=== What to do ===
Copy the data below exactly.

--- Raw data Enclosed Below ---

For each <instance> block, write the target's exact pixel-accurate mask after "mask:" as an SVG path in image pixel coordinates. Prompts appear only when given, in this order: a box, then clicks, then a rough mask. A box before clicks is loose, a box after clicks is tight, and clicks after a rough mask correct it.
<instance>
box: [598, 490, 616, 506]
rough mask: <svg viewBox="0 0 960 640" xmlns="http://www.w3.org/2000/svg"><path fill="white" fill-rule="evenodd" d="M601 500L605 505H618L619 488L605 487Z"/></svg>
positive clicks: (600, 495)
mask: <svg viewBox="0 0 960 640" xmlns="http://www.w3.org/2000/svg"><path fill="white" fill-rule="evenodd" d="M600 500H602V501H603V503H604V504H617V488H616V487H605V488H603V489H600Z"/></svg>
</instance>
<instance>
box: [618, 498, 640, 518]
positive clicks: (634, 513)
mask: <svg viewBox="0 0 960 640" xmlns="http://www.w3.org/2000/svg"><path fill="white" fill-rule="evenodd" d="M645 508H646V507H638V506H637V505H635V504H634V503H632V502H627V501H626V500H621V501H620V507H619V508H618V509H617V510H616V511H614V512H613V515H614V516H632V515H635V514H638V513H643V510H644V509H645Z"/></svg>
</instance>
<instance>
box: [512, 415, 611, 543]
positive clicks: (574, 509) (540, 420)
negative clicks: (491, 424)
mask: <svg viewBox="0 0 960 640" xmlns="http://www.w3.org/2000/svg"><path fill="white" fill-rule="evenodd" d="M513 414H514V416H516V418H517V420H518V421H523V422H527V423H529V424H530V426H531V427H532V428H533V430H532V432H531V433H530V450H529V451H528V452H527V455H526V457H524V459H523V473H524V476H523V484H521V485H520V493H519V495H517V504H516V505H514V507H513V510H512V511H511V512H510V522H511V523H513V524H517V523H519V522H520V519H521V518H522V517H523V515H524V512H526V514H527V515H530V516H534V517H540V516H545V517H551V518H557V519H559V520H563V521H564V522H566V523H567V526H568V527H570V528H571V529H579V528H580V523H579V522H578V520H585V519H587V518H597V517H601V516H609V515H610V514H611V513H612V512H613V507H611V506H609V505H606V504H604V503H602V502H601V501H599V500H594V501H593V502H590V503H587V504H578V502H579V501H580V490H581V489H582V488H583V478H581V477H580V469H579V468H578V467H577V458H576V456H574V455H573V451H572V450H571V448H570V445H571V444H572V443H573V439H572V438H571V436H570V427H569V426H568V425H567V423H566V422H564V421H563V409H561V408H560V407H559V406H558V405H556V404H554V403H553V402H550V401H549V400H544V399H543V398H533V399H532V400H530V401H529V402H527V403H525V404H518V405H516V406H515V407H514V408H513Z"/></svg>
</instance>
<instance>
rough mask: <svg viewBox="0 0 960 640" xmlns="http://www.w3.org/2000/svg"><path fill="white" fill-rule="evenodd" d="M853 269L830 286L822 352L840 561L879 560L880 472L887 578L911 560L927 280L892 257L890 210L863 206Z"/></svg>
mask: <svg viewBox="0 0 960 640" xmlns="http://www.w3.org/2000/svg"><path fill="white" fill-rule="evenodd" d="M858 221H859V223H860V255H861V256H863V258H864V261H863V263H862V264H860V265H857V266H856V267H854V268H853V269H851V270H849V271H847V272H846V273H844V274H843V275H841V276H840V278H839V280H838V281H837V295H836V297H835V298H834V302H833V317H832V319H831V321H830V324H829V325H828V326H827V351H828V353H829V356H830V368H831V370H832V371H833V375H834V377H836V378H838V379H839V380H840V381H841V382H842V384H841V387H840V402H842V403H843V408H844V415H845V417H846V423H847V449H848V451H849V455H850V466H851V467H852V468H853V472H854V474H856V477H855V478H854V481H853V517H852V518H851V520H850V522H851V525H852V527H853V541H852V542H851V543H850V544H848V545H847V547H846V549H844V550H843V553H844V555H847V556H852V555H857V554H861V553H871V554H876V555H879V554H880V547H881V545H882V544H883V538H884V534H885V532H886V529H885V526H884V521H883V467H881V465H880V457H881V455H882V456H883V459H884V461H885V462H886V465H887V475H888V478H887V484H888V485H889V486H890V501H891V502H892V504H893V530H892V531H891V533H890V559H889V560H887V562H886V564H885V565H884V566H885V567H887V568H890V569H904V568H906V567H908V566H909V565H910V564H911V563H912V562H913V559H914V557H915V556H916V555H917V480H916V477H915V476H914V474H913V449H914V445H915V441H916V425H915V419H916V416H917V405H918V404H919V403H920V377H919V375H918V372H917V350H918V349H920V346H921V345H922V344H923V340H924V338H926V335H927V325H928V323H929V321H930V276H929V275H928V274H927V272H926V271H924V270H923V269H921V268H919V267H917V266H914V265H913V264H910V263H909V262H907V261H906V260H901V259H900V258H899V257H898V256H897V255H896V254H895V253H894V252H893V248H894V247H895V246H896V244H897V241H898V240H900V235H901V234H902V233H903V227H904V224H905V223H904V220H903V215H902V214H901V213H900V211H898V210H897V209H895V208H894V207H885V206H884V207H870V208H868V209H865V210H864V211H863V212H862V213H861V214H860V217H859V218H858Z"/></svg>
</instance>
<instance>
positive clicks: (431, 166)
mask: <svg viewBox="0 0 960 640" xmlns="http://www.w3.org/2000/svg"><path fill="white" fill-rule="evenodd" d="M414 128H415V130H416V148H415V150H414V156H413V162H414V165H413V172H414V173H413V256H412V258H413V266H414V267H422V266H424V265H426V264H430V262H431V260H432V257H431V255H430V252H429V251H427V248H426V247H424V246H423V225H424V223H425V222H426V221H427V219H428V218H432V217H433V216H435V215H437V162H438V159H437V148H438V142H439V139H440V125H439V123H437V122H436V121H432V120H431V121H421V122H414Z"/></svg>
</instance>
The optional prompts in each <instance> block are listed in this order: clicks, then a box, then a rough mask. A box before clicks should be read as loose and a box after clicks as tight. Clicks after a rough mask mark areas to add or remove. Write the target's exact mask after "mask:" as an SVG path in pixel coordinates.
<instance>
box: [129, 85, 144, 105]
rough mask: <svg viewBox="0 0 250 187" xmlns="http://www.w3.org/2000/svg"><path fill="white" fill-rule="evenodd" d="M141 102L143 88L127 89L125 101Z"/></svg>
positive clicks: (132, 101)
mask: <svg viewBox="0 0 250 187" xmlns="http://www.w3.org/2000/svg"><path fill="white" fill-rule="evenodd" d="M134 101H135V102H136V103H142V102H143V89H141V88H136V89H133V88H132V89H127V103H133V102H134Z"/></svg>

--- End of Enclosed Raw data ---

=== Written response ===
For each <instance> block, write the target's exact pixel-accurate mask after "mask:" as an SVG path in image pixel coordinates. Prompts appear only when given, in this order: a box, then clicks, then a rough mask. A box before clicks is loose, a box after clicks is tight, and clicks after a rough mask correct it.
<instance>
box: [598, 490, 616, 506]
rough mask: <svg viewBox="0 0 960 640" xmlns="http://www.w3.org/2000/svg"><path fill="white" fill-rule="evenodd" d="M601 500L605 505H618L619 488L605 487Z"/></svg>
positive clicks: (600, 495)
mask: <svg viewBox="0 0 960 640" xmlns="http://www.w3.org/2000/svg"><path fill="white" fill-rule="evenodd" d="M600 500H602V501H603V503H604V504H617V488H616V487H605V488H603V489H600Z"/></svg>
</instance>
<instance>
box: [618, 498, 640, 518]
positive clicks: (634, 513)
mask: <svg viewBox="0 0 960 640" xmlns="http://www.w3.org/2000/svg"><path fill="white" fill-rule="evenodd" d="M645 508H646V507H638V506H637V505H635V504H634V503H632V502H627V501H626V500H621V501H620V507H619V508H618V509H617V510H616V511H614V512H613V515H614V516H632V515H635V514H638V513H643V510H644V509H645Z"/></svg>
</instance>
<instance>
box: [512, 415, 611, 543]
positive clicks: (574, 509) (540, 420)
negative clicks: (491, 424)
mask: <svg viewBox="0 0 960 640" xmlns="http://www.w3.org/2000/svg"><path fill="white" fill-rule="evenodd" d="M513 414H514V416H516V418H517V420H518V421H523V422H527V423H529V424H530V426H531V427H532V428H533V430H532V432H531V433H530V450H529V451H528V452H527V455H526V457H524V459H523V473H524V476H523V484H521V485H520V493H519V495H517V504H516V505H514V507H513V510H512V511H511V512H510V522H511V523H513V524H517V523H519V522H520V519H521V518H522V517H523V515H524V512H526V514H527V515H530V516H534V517H540V516H545V517H551V518H557V519H559V520H563V521H564V522H566V523H567V526H568V527H570V528H571V529H579V528H580V523H579V522H578V520H585V519H587V518H597V517H601V516H609V515H610V514H611V513H612V512H613V507H611V506H609V505H606V504H604V503H602V502H601V501H599V500H594V501H593V502H590V503H587V504H578V502H579V501H580V490H581V489H582V488H583V478H581V477H580V469H579V468H578V467H577V458H576V456H574V455H573V451H572V450H571V448H570V445H571V444H572V443H573V439H572V438H571V436H570V427H569V426H568V425H567V423H566V422H564V421H563V409H561V408H560V407H559V406H558V405H556V404H554V403H553V402H550V401H549V400H544V399H543V398H533V399H532V400H530V401H529V402H527V403H525V404H518V405H516V406H515V407H514V408H513Z"/></svg>
</instance>
<instance>
rough mask: <svg viewBox="0 0 960 640" xmlns="http://www.w3.org/2000/svg"><path fill="white" fill-rule="evenodd" d="M853 269L830 286L822 352L840 561L879 560L880 472L887 578L911 560L927 280L892 257L890 210L863 206Z"/></svg>
mask: <svg viewBox="0 0 960 640" xmlns="http://www.w3.org/2000/svg"><path fill="white" fill-rule="evenodd" d="M858 221H859V223H860V255H861V256H863V258H864V261H863V263H862V264H860V265H857V266H856V267H854V268H853V269H851V270H849V271H847V272H846V273H844V274H843V275H841V276H840V278H839V280H838V281H837V295H836V297H835V298H834V302H833V317H832V319H831V321H830V324H829V325H828V326H827V351H828V353H829V356H830V368H831V370H832V371H833V375H834V377H836V378H838V379H839V380H840V381H841V382H842V384H841V387H840V402H842V403H843V408H844V415H845V417H846V423H847V449H848V451H849V455H850V466H851V467H852V468H853V472H854V474H856V477H855V478H854V481H853V517H852V518H851V520H850V522H851V525H852V527H853V541H852V542H851V543H850V544H848V545H847V547H846V549H844V550H843V553H844V555H847V556H852V555H857V554H861V553H871V554H876V555H879V554H880V547H881V545H882V544H883V538H884V534H885V532H886V529H885V526H884V521H883V467H881V465H880V457H881V455H882V456H883V459H884V461H885V462H886V465H887V475H888V478H887V484H888V485H889V486H890V501H891V502H892V504H893V530H892V531H891V533H890V559H889V560H887V562H886V564H885V565H884V566H885V567H887V568H890V569H904V568H906V567H908V566H909V565H910V564H911V563H912V562H913V559H914V557H915V556H916V555H917V480H916V477H915V476H914V474H913V449H914V445H915V441H916V425H915V419H916V416H917V405H918V404H919V403H920V377H919V375H918V372H917V350H918V349H920V346H921V345H922V344H923V340H924V338H926V335H927V325H928V323H929V321H930V276H929V275H928V274H927V272H926V271H924V270H923V269H921V268H919V267H917V266H914V265H913V264H910V263H909V262H907V261H906V260H901V259H900V258H899V257H898V256H897V255H896V254H895V253H894V252H893V248H894V247H895V246H896V244H897V241H898V240H900V235H901V234H902V233H903V227H904V224H905V223H904V220H903V215H902V214H901V213H900V211H898V210H897V209H895V208H894V207H885V206H884V207H870V208H868V209H865V210H864V211H863V212H862V213H861V214H860V217H859V218H858Z"/></svg>
</instance>
<instance>
positive clicks: (431, 166)
mask: <svg viewBox="0 0 960 640" xmlns="http://www.w3.org/2000/svg"><path fill="white" fill-rule="evenodd" d="M414 128H415V130H416V148H415V150H414V156H413V162H414V165H413V172H414V173H413V256H412V258H413V266H414V267H422V266H424V265H426V264H430V262H431V260H432V257H431V255H430V252H429V251H427V248H426V247H424V246H423V225H424V223H425V222H426V221H427V219H428V218H432V217H433V216H435V215H437V162H438V159H437V148H438V142H439V139H440V125H439V123H437V122H436V121H432V120H431V121H421V122H414Z"/></svg>
</instance>
The optional prompts in each <instance> block are listed in this order: clicks, then a box, then a rough mask. A box before clicks should be read as loose and a box after clicks as tight. Clicks after a rough mask mark areas to add or remove. Write the target's exact mask after "mask:" as an SVG path in pixel coordinates.
<instance>
box: [129, 85, 144, 105]
rough mask: <svg viewBox="0 0 250 187" xmlns="http://www.w3.org/2000/svg"><path fill="white" fill-rule="evenodd" d="M141 102L143 88L127 89L125 101Z"/></svg>
positive clicks: (132, 101)
mask: <svg viewBox="0 0 250 187" xmlns="http://www.w3.org/2000/svg"><path fill="white" fill-rule="evenodd" d="M134 101H135V102H136V103H142V102H143V89H141V88H136V89H133V88H132V89H127V103H133V102H134Z"/></svg>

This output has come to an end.